(Exercise brief):
Repeat the listing below in full, exactly.

(Data to examine):
---*---
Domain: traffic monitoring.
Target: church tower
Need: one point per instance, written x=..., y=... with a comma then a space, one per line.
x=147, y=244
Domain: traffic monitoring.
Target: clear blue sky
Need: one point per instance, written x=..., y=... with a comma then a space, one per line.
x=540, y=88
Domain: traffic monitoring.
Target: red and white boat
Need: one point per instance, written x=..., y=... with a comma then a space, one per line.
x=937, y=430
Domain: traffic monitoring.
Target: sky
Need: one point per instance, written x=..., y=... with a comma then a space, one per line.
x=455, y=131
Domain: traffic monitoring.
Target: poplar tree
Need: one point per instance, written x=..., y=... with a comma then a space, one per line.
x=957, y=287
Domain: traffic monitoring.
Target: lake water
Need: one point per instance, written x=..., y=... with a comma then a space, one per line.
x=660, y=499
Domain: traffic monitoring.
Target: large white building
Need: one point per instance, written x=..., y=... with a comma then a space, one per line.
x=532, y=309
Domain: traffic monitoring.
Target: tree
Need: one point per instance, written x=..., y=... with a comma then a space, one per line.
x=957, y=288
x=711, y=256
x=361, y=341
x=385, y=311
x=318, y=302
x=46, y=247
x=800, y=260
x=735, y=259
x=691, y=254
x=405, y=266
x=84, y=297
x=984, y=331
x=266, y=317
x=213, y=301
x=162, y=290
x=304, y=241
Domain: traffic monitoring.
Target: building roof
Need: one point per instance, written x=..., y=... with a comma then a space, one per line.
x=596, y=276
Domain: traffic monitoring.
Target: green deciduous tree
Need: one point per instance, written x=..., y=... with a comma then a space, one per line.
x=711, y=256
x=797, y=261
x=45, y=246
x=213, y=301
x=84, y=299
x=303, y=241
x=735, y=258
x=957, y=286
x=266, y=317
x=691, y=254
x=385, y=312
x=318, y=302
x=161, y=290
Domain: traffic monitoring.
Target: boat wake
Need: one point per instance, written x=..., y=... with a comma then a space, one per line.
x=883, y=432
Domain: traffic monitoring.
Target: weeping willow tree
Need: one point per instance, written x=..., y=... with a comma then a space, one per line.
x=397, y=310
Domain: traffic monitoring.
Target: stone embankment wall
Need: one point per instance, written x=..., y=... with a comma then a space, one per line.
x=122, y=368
---*---
(Answer box):
Domain: traffic monitoring.
Target: church tower
Need: one point per instance, written x=..., y=... with a comma then a space, one per line.
x=147, y=244
Domain: traffic monitoring.
Target: clear blue sky
Need: one point per instance, written x=..., y=... with a comma then a space, one per line.
x=540, y=88
Domain: traffic monitoring.
Target: red and white boat
Need: one point per instance, written x=..., y=... with a comma then a space, one per line.
x=937, y=430
Domain: traffic monitoring.
Target: sky
Need: one point per instance, written x=..., y=... with a comma then a space, one per line.
x=455, y=131
Domain: traffic monitoring.
Target: poplar tree
Need: one point per instance, written x=..., y=... with a comma then a space, one per line.
x=957, y=287
Domain: traffic monitoring.
Target: lake water
Need: one point per instance, written x=..., y=... with a comma then a space, one per line.
x=660, y=499
Domain: traffic monitoring.
Target: large white building
Need: one point per instance, written x=..., y=... with a comma then a space, one per line.
x=532, y=309
Domain: traffic monitoring.
Target: tree
Need: one point per instance, written x=..., y=... with a comma then a space, one per line.
x=957, y=288
x=711, y=256
x=361, y=341
x=385, y=311
x=318, y=302
x=46, y=247
x=800, y=260
x=735, y=259
x=691, y=254
x=405, y=266
x=84, y=297
x=984, y=331
x=266, y=317
x=213, y=301
x=162, y=290
x=304, y=241
Domain: traffic monitoring.
Target: building roof
Need: one point per instance, written x=..., y=... with a comma then a space, one per line.
x=596, y=276
Domain: traffic monitoring.
Target: green deciduous tree
Need: one point per instance, written x=..., y=... with a comma then a space, one per line.
x=711, y=256
x=797, y=261
x=45, y=246
x=213, y=301
x=84, y=299
x=303, y=241
x=735, y=258
x=957, y=286
x=266, y=317
x=691, y=254
x=385, y=312
x=318, y=302
x=161, y=290
Domain: traffic monitoring.
Target: boat wake
Need: one point per instance, written x=..., y=... with a comma then a space, one per line.
x=883, y=432
Domain: traffic monitoring.
Target: weeping willow tree
Need: one point per instance, written x=..., y=... with a comma then a space, one per line.
x=397, y=310
Domain: traffic monitoring.
Target: stone embankment wall
Need: one point per instance, written x=..., y=... with a comma then a space, one per line.
x=122, y=368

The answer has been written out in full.